_CHALLENGE_: Output only the lines from the one holding "Might I trouble you for the coordinates of the terracotta" to the end of the data below, please, copied exactly.

[A block of data]

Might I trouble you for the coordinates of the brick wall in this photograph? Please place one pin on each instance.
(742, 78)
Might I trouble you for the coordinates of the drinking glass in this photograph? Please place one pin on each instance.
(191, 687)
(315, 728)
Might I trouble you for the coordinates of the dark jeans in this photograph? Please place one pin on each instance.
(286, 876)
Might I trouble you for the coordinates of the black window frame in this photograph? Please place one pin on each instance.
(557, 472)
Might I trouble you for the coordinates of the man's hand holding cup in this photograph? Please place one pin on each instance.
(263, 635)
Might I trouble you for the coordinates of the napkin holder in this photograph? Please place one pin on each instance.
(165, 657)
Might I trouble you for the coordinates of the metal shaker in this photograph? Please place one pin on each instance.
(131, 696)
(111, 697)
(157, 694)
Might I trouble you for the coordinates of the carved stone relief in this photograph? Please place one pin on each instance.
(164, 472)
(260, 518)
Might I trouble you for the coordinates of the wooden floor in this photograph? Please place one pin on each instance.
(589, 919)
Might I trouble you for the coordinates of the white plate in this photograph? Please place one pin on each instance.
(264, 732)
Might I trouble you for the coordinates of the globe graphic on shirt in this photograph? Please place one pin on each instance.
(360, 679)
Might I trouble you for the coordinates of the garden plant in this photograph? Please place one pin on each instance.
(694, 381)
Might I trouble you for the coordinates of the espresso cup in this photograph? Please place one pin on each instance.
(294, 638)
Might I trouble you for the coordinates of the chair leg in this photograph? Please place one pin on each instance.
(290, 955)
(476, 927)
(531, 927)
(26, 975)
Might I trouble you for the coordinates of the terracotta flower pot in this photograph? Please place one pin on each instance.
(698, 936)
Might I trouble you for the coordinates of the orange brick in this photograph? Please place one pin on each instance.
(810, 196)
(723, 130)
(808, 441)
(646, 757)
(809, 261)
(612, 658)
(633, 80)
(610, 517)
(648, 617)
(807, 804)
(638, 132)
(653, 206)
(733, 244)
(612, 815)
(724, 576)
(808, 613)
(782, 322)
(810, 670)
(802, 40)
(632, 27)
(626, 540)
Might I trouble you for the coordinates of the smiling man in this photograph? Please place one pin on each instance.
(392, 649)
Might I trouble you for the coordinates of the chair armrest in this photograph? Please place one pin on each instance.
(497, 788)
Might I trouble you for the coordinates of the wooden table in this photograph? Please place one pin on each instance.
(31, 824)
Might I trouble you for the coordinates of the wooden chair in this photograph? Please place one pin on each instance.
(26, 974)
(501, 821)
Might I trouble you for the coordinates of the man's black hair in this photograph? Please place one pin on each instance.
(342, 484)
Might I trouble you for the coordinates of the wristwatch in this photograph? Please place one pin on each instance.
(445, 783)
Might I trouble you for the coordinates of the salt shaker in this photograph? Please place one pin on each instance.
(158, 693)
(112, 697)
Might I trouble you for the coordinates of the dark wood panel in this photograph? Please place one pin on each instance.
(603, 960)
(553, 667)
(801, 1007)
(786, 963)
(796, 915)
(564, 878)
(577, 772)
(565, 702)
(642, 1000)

_RESPONSE TO THIS EXERCISE_:
Might I trouble you for the coordinates of the terracotta flower pot in this photograph? Please place one pin on each instance.
(698, 936)
Might I trouble you for the coordinates of the orange brick in this photograph? Please place one pin on each instance.
(810, 196)
(723, 130)
(808, 441)
(646, 757)
(809, 261)
(612, 658)
(633, 80)
(610, 517)
(648, 617)
(807, 804)
(638, 132)
(653, 206)
(733, 244)
(612, 815)
(724, 576)
(808, 613)
(782, 322)
(810, 670)
(802, 40)
(632, 27)
(626, 540)
Might I trouble you for the coordinates of the smiling man in this photograph? Please place one pin on each instance.
(392, 649)
Might I trouble you for the coordinates of the chair armrest in this photograph? Please place one pin on each instance.
(497, 788)
Might I trouble you for the coordinates of the wooden table in this photograph? Please place one pin on each instance.
(31, 824)
Might I trouble you for the coordinates of the wooden chair in this photograph? Please place one pin on each instance.
(26, 974)
(501, 821)
Might I trouble you for the coordinates of the man's black hair in this photograph? Please place one pin on each instance.
(342, 484)
Might I trouble you for the coordinates of the wristwatch in this photograph? Please place one pin on each instance.
(445, 783)
Might I trouble you for the coordinates of the salt shaker in this photograph? Please place one pin on each instance.
(158, 693)
(112, 697)
Might I trouble you for the coordinates of the dark wood panel in this photograph? Please place one pin on each instance.
(603, 960)
(553, 667)
(801, 1007)
(786, 963)
(796, 915)
(564, 878)
(577, 772)
(565, 702)
(642, 1000)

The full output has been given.